SOURCE TEXT -
========================================================================
So what should we do about the problem of mean Catholics? One option, historically, has been Puritanism.  Puritans are those who are sure they know who the “real” Christians are.  They reject everyone else.  In colonial New England, for example, Puritans wouldn’t let you receive the sacraments, or become a minister or even vote in civil elections or run for office if you couldn’t “prove” you were one of the “real” Christians. Puritanism is attractive because it seems to solve the problem of bad Christians. We write them off as “not really Christian” and withdraw into our sect.

But Puritanism doesn’t work. New England Puritans from the very beginning split up into factions, each one sure they were the “real Christians” and that everyone else was a mere pretender. Puritanism is also unfaithful to the teaching of Jesus. In the parable of the tares, the Lord teaches there are good and bad in the Church. “Let them grow together until the harvest,” he said. (Matthew 13: 24-30)
========================================================================
Named object pointing rows
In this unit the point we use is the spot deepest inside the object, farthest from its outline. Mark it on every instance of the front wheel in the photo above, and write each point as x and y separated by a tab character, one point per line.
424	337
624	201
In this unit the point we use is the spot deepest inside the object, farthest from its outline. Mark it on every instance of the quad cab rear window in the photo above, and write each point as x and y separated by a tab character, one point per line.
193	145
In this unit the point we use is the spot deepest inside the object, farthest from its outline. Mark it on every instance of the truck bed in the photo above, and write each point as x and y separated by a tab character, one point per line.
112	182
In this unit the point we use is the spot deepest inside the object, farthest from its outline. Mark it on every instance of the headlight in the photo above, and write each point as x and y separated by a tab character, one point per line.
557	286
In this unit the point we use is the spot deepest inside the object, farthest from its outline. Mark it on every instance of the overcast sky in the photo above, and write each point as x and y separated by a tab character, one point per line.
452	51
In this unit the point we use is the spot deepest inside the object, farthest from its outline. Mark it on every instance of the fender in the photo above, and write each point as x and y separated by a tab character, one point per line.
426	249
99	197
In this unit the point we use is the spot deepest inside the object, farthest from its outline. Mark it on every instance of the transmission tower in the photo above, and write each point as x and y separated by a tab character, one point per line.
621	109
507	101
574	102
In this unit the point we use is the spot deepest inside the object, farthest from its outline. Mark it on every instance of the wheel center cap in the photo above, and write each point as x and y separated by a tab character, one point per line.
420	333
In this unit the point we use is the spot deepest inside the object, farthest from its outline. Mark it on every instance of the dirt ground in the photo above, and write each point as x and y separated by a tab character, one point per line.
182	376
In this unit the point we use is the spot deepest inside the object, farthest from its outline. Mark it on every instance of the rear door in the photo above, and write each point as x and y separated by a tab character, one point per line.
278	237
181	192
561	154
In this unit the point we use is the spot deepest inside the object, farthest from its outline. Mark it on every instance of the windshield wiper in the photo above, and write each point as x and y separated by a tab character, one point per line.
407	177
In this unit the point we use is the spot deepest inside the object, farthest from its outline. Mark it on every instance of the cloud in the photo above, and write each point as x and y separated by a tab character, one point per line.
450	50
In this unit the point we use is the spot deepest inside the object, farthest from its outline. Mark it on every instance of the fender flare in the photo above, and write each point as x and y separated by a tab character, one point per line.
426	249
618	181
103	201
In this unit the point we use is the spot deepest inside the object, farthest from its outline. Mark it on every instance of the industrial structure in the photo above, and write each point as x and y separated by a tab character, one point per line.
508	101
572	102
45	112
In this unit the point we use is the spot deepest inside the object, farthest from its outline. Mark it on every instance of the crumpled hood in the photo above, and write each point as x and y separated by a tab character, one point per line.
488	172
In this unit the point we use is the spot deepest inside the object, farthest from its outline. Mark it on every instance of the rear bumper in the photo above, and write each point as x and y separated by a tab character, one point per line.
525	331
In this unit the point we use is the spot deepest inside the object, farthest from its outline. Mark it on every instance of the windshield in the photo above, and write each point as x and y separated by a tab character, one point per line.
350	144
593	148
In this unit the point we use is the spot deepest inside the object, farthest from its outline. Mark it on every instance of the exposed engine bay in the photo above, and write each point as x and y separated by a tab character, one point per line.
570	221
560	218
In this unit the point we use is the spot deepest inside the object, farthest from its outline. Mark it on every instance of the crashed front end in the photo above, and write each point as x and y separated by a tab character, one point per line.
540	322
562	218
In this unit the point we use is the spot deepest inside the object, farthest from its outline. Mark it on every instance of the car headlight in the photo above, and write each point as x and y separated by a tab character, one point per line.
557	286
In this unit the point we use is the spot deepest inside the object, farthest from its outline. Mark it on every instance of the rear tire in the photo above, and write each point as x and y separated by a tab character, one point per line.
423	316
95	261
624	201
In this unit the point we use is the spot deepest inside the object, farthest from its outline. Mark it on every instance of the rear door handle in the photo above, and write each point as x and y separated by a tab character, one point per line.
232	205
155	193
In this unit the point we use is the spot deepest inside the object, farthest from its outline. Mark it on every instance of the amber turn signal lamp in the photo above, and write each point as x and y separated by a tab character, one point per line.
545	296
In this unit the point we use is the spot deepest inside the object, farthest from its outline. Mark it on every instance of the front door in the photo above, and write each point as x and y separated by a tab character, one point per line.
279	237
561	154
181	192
========================================================================
From the text on Puritanism, return everything from "But Puritanism doesn’t" down to "(Matthew 13: 24-30)". These rows were taken from a separate source and are unrelated to the text on Puritanism.

But Puritanism doesn’t work. New England Puritans from the very beginning split up into factions, each one sure they were the “real Christians” and that everyone else was a mere pretender. Puritanism is also unfaithful to the teaching of Jesus. In the parable of the tares, the Lord teaches there are good and bad in the Church. “Let them grow together until the harvest,” he said. (Matthew 13: 24-30)